**Your goal:**
Among the records below, find the lines that contain "query" and copy each of them.

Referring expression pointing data
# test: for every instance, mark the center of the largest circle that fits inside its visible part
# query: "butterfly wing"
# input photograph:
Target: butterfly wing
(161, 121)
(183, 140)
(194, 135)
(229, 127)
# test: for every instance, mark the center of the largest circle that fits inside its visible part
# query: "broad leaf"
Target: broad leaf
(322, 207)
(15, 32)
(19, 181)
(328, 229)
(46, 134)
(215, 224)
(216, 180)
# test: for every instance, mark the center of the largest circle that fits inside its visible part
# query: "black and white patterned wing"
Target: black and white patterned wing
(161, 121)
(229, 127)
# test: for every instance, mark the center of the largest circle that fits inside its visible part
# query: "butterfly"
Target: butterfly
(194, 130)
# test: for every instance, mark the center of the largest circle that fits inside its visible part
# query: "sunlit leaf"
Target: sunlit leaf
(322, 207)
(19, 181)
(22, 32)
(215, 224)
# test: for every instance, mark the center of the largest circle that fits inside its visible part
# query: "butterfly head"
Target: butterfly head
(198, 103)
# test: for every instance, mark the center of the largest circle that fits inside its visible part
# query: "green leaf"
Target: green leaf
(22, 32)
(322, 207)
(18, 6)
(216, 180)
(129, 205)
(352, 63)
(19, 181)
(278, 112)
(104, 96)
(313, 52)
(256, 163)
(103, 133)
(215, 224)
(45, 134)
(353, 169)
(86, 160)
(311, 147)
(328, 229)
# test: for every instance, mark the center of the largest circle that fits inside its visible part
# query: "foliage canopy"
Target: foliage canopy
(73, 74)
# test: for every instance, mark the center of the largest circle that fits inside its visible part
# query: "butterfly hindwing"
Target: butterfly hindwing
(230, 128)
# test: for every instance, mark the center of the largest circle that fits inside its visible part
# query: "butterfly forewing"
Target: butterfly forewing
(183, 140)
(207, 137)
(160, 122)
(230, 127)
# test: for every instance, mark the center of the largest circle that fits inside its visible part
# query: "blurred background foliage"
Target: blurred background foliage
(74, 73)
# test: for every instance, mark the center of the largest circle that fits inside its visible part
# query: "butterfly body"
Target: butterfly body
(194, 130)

**Final answer:**
# query: "butterfly wing"
# query: "broad leaf"
# query: "black and white patterned wing"
# query: "butterfly"
# query: "sunlit leaf"
# query: "butterfly head"
# query: "green leaf"
# query: "foliage canopy"
# query: "butterfly hindwing"
# query: "butterfly forewing"
# query: "blurred background foliage"
# query: "butterfly body"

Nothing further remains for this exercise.